## Stated exercise
Express every line of the entries below as a Markdown table with the columns "Row" and "Line." Number each row and leave out any blank lines.

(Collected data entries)
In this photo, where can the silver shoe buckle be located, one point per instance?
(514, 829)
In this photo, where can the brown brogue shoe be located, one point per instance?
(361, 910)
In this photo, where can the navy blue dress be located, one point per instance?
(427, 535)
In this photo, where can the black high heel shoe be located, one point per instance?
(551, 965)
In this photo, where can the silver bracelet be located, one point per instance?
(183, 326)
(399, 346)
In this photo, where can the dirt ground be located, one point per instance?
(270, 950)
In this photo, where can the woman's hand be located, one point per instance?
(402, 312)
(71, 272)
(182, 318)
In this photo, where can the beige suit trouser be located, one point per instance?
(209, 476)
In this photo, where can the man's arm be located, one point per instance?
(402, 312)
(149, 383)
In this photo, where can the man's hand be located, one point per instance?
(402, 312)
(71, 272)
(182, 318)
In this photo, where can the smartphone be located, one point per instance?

## Response to this task
| Row | Line |
|---|---|
| 1 | In this photo, where can the silver shoe buckle be located, one point per instance? |
| 2 | (514, 829) |
| 3 | In this photo, where can the brown brogue shoe be located, one point per instance? |
| 4 | (361, 910) |
| 5 | In this photo, where can the navy blue dress be located, one point per instance? |
| 6 | (427, 535) |
| 7 | In this photo, where can the black high heel shoe be located, one point per instance? |
| 8 | (551, 965) |
| 9 | In this photo, where can the silver bracelet be located, one point per instance? |
| 10 | (183, 326) |
| 11 | (399, 346) |
| 12 | In this photo, where can the dirt ground be located, one point per instance? |
| 13 | (270, 950) |
| 14 | In this photo, where can the woman's hand be located, one point per instance? |
| 15 | (402, 312) |
| 16 | (71, 272) |
| 17 | (182, 318) |
| 18 | In this photo, where can the beige suit trouser be located, one point per instance? |
| 19 | (209, 476) |
| 20 | In this photo, where can the man's arm be located, one point per instance? |
| 21 | (402, 312) |
| 22 | (149, 383) |
| 23 | In this photo, where can the man's hand be located, one point per instance? |
| 24 | (402, 312) |
| 25 | (71, 272) |
| 26 | (182, 318) |
| 27 | In this photo, where can the smartphone be located, one point per instance? |